Extraits de jeux de données annotés par boîtes:
-*-*-
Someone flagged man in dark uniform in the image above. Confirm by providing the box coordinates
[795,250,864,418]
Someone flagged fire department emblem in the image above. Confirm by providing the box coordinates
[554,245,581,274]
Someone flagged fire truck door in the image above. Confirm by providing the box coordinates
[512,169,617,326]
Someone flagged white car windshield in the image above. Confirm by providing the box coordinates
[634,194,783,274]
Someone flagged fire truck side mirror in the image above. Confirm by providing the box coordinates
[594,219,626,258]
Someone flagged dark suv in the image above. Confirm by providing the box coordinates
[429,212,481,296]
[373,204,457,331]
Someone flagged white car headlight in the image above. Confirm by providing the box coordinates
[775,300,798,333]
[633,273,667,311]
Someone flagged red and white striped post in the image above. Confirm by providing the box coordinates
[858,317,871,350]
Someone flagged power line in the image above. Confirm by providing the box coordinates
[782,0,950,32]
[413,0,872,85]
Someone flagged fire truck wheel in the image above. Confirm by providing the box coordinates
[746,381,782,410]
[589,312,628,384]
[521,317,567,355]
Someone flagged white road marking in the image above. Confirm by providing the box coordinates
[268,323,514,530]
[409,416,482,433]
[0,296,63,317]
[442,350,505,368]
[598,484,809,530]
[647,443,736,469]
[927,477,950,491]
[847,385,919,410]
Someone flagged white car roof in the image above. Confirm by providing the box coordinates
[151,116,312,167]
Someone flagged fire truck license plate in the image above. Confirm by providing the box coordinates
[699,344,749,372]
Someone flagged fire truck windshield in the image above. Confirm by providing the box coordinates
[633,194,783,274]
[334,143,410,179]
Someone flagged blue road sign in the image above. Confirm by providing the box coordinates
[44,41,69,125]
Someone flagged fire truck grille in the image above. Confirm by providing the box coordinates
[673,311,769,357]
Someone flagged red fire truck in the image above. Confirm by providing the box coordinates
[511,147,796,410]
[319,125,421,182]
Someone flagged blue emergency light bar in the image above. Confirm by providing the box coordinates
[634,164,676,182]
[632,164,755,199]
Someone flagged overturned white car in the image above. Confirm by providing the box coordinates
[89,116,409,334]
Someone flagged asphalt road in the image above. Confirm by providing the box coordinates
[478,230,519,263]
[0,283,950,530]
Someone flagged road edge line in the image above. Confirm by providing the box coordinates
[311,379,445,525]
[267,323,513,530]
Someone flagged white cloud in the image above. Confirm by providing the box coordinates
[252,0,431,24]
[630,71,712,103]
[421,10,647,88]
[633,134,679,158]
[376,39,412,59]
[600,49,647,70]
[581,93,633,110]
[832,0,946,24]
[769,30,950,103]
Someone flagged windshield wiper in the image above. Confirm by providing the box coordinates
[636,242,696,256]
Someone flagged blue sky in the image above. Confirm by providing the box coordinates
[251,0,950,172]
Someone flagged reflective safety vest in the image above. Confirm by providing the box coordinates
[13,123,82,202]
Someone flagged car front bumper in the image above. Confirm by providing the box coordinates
-*-*-
Modifiez les données ci-dessus en remplaçant partout « fire truck » par « fire engine », et recopiez tout le reste sans aucun changement.

Someone flagged man in dark uniform in the image above. Confirm by providing the box coordinates
[795,250,864,418]
Someone flagged fire department emblem in the image above. Confirm by providing the box coordinates
[554,245,581,274]
Someone flagged fire engine door in the image above. Confirm by providing the box coordinates
[512,169,617,326]
Someone flagged white car windshield in the image above. Confirm by providing the box coordinates
[634,194,783,274]
Someone flagged fire engine side mirror in the image above. Confirm by providing the box coordinates
[594,219,626,258]
Someone flagged dark suv in the image above. Confirm by providing the box coordinates
[429,212,481,296]
[373,204,457,331]
Someone flagged white car headlight in the image above. Confirm by providing the box coordinates
[775,300,798,333]
[633,273,667,311]
Someone flagged red and white striped post in the image above. Confirm by providing the box coordinates
[858,317,871,350]
Someone flagged power line in the image above. Confirm by providing the box coordinates
[782,0,950,32]
[413,0,872,85]
Someone flagged fire engine wheel in the image above. Confirm by providing the box coordinates
[746,381,782,410]
[589,312,628,384]
[521,317,567,355]
Someone flagged white road marking in the image above. Confirm by providing the box coordinates
[268,323,514,530]
[409,416,482,433]
[0,296,63,317]
[442,350,505,368]
[598,484,809,530]
[647,443,736,469]
[927,477,950,491]
[847,385,919,410]
Someone flagged white car roof in the image above. Confirm by providing the box coordinates
[151,116,312,167]
Someone flagged fire engine license plate in the image above. Confirm by providing the box coordinates
[699,344,749,372]
Someone flagged fire engine windshield in the image above. Confirm by providing the box coordinates
[633,194,783,274]
[334,143,410,179]
Someone flagged blue road sign in the image above. Confirm by providing the box coordinates
[44,41,69,125]
Someone flagged fire engine grille in the image above. Confirm by providing the box coordinates
[673,311,769,357]
Someone flagged red fire engine in the image above. Confirm by providing the box coordinates
[511,147,796,410]
[319,125,421,182]
Someone flagged blue emergency light bar in the image above. Confirm by providing the box coordinates
[634,164,676,182]
[632,164,755,199]
Someone flagged overturned white car in the image above. Confirm by providing the box coordinates
[89,116,409,334]
Someone flagged asphalt road in the image above. Confirm by providing the box coordinates
[478,230,519,263]
[0,283,950,530]
Someone flagged road edge line in the image above. Confirm by providing the box coordinates
[311,379,445,525]
[267,323,513,530]
Someone flagged white cloud in the image above. Confirm by providing the box coordinates
[252,0,431,24]
[630,71,712,103]
[421,10,647,88]
[633,134,679,158]
[376,39,412,59]
[600,49,647,70]
[581,93,633,110]
[832,0,946,24]
[769,30,950,103]
Someone flagged windshield wiper in the image above. Confirm by providing the box coordinates
[636,242,696,256]
Someone flagged blue sky in the image above. Confirm by providing the box coordinates
[251,0,950,172]
Someone flagged reflective safety vest in the image above. Confirm by providing the box coordinates
[13,123,82,202]
Someone flagged car front bumper in the image above. Confirm by providing the box coordinates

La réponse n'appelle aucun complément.